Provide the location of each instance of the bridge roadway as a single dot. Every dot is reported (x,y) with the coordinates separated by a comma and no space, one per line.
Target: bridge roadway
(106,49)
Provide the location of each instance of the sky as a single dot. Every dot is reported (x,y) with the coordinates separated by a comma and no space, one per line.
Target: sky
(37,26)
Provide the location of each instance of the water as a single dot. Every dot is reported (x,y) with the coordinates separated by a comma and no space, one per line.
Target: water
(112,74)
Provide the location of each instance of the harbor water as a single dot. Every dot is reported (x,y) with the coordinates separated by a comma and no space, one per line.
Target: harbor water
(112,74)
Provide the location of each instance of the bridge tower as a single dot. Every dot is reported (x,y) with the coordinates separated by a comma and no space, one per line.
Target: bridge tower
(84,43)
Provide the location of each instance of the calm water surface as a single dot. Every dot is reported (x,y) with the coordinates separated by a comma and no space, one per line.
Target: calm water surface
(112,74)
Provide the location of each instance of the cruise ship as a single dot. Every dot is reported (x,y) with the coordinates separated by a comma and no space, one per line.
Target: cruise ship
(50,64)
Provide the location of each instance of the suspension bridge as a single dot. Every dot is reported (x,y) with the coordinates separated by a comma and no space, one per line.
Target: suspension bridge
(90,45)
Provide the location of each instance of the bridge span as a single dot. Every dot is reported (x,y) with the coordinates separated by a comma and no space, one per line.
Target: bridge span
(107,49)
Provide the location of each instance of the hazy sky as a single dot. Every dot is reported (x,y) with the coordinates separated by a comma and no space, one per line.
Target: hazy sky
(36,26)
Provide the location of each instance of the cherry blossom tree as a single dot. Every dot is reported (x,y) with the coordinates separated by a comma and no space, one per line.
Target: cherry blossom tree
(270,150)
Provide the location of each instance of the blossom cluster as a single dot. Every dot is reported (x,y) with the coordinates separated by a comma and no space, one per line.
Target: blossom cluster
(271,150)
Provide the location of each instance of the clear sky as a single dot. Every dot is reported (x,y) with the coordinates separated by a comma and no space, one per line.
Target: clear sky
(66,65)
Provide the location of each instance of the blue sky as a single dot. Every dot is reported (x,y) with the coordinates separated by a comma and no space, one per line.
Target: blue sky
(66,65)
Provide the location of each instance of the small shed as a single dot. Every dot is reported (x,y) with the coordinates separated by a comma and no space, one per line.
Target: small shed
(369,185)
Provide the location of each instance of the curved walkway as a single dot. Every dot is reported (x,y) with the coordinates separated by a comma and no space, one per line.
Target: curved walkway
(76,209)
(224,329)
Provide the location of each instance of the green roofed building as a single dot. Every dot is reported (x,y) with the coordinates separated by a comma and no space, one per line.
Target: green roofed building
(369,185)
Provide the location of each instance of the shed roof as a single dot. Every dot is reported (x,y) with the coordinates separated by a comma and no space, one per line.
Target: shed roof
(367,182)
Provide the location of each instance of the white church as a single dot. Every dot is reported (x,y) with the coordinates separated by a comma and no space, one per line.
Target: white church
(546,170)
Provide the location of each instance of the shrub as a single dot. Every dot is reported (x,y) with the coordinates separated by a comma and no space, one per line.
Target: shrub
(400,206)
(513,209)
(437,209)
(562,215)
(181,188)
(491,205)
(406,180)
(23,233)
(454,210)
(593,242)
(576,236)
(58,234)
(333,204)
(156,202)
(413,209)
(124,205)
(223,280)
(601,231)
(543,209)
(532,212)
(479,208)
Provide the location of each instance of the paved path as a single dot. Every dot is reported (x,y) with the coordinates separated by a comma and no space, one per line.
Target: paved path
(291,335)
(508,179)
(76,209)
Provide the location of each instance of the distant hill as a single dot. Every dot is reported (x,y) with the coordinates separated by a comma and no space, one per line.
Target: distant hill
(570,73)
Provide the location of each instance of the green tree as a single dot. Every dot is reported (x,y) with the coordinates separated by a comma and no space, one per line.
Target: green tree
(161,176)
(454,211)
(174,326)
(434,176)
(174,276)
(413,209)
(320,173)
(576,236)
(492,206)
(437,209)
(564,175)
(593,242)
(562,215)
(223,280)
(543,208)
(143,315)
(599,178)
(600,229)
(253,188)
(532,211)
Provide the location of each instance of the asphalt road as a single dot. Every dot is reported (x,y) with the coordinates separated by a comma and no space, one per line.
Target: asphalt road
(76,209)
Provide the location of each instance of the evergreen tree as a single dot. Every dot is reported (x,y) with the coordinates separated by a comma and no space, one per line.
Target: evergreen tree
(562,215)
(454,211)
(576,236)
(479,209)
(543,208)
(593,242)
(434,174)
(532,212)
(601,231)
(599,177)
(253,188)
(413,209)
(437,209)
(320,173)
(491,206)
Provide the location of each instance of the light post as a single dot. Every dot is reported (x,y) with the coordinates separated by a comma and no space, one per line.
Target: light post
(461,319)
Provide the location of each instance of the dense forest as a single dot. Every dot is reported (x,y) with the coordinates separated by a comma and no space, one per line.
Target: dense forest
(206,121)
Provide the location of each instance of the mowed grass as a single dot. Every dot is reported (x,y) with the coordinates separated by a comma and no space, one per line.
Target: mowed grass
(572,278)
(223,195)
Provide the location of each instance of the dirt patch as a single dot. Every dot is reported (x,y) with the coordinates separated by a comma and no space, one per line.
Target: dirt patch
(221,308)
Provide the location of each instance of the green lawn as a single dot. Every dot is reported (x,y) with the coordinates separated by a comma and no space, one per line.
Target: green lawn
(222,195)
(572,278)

■ ■ ■ ■ ■ ■ ■

Output each entry precisely as given.

Provide the location of each instance of the bridge roadway as a single dot. Every dot is reported (x,y) with the coordinates separated by a comma and no space, one per line.
Target: bridge roadway
(106,49)
Provide the location of each instance of the sky as a single dot. Every dot is reported (x,y) with the coordinates separated by a comma and no space, one per line.
Target: sky
(37,26)
Provide the location of each instance of the water as a single dot. Every dot is reported (x,y) with the coordinates separated by a comma and no space, one per line.
Target: water
(112,74)
Provide the location of each instance of the harbor water as a single dot. Every dot is reported (x,y) with the coordinates separated by a comma and no space, one per line.
Target: harbor water
(112,74)
Provide the location of each instance of the bridge tower as a single dot. Every dot is reported (x,y) with the coordinates separated by a comma and no space, one per line.
Target: bridge tower
(84,43)
Provide the location of each instance of the calm water surface as a single dot. Every dot is reported (x,y) with the coordinates separated by a comma and no space, one per line.
Target: calm water surface
(112,74)
Provide the location of each instance of the cruise ship as a single dot. Every dot is reported (x,y) with the coordinates separated by a comma and no space, one per line.
Target: cruise ship
(50,64)
Provide the location of each instance of the suspension bridge as a single dot. Every dot is reported (x,y) with the coordinates separated by a comma and no space, one per line.
Target: suspension bridge
(90,45)
Provide the location of each instance of the bridge span as a single dot. Every dot is reported (x,y) with the coordinates separated by a comma and no space, one per line.
Target: bridge span
(107,49)
Provide the location of each instance of the hazy sky as a single dot. Every dot is reported (x,y) with the coordinates separated by a comma and no space, one per line.
Target: hazy sky
(36,26)
Provide the location of each instance of the cherry blossom tree as a single dot. Every dot is reported (x,y) with the coordinates separated by a comma and no space, one per line.
Target: cherry blossom tree
(270,150)
Provide the location of each instance of the blossom cluster as a single dot. Every dot is reported (x,y) with the coordinates separated by a comma and no space, one per line.
Target: blossom cluster
(271,150)
Provide the location of each instance of the clear sky as a single dot. Every dot is reported (x,y) with the coordinates separated by a comma and no space, one per line.
Target: clear sky
(66,65)
Provide the location of each instance of the blue sky as a single dot. Every dot is reported (x,y) with the coordinates separated by a comma and no space, one per line.
Target: blue sky
(66,65)
Provide the location of each instance of the small shed as a single dot. Every dot is reported (x,y) with the coordinates separated by a comma and no space, one per line.
Target: small shed
(369,185)
Provide the location of each instance of the curved walkway as a single dot. Every dot is reported (x,y) with the coordinates separated by a comma and no space, one per line.
Target: curved walkway
(76,209)
(224,329)
Provide the location of each instance of the green roofed building as a single dot. Every dot is reported (x,y) with the coordinates separated by a comma and no space, one per line.
Target: green roofed building
(369,185)
Provide the location of each instance of the shed roof as a single dot. Every dot is reported (x,y) with the coordinates separated by a comma and no space, one per line.
Target: shed roof
(367,182)
Provide the location of each instance of the white church as a single dot. Every dot is reported (x,y) with the coordinates separated by a comma and no space, one per line.
Target: white church
(546,170)
Provide the location of each instance of the shrub as a single dot. Every dot is reported (x,y) with the coordinates separated by a comma and no space, one per line.
Target: shrub
(400,206)
(513,209)
(437,209)
(562,215)
(181,188)
(491,205)
(406,180)
(23,233)
(454,210)
(593,242)
(576,236)
(58,234)
(333,204)
(156,202)
(413,209)
(124,205)
(223,280)
(601,231)
(543,209)
(532,212)
(479,208)
Provide the location of each instance of the paved path as a single dot. Every dot is reported (x,y) with the coordinates separated by a comma and no space, one per line.
Target: paved path
(291,335)
(508,179)
(76,209)
Provide the location of each instance of the distant hill as a single dot. Every dot is reported (x,y) with the coordinates separated by a comma and no space, one per line.
Target: distant hill
(570,73)
Provide the location of each instance of the green tree as a single dot. Every dot is reported (x,y) with the coordinates separated by a comma and no space, one per line.
Target: green tree
(161,176)
(454,211)
(174,326)
(434,176)
(174,276)
(413,209)
(320,173)
(576,236)
(492,206)
(437,209)
(564,175)
(593,242)
(562,215)
(223,280)
(543,208)
(143,315)
(599,178)
(600,229)
(253,188)
(532,211)
Provide the location of each instance of the asphalt road as a single dot. Every dot is reported (x,y) with the coordinates separated by a comma and no space, one per line.
Target: asphalt road
(76,209)
Provide the location of each instance of the evergreen tree as a single dot. Every dot is reported (x,y) with the coordinates separated by a comma and no space, one per line.
Target: evergreen tree
(562,215)
(454,211)
(576,236)
(479,209)
(543,208)
(593,242)
(434,174)
(532,212)
(601,231)
(599,177)
(253,188)
(413,209)
(437,209)
(320,173)
(491,206)
Provide the location of each instance of the light post as a single dot. Every dot is reported (x,y) with the coordinates separated by a comma and no space, one per line.
Target: light post
(461,319)
Provide the location of each instance of the dense forest as a single dot. Every dot is reported (x,y) with the coordinates separated by a comma and no space, one per line.
Target: dense forest
(206,121)
Provide the location of each instance of the mowed grass as a single dot. Every dot is reported (x,y) with the coordinates separated by a comma and no space, one per line.
Target: mowed grass
(572,278)
(223,195)
Provide the location of each instance of the dirt patch as a single dot. Every dot is reported (x,y) with the coordinates separated by a comma and no space, one per line.
Target: dirt patch
(221,308)
Provide the location of each instance of the green lawn as a single dot. Every dot is reported (x,y) with the coordinates separated by a comma and no space, one per line.
Target: green lawn
(222,195)
(572,278)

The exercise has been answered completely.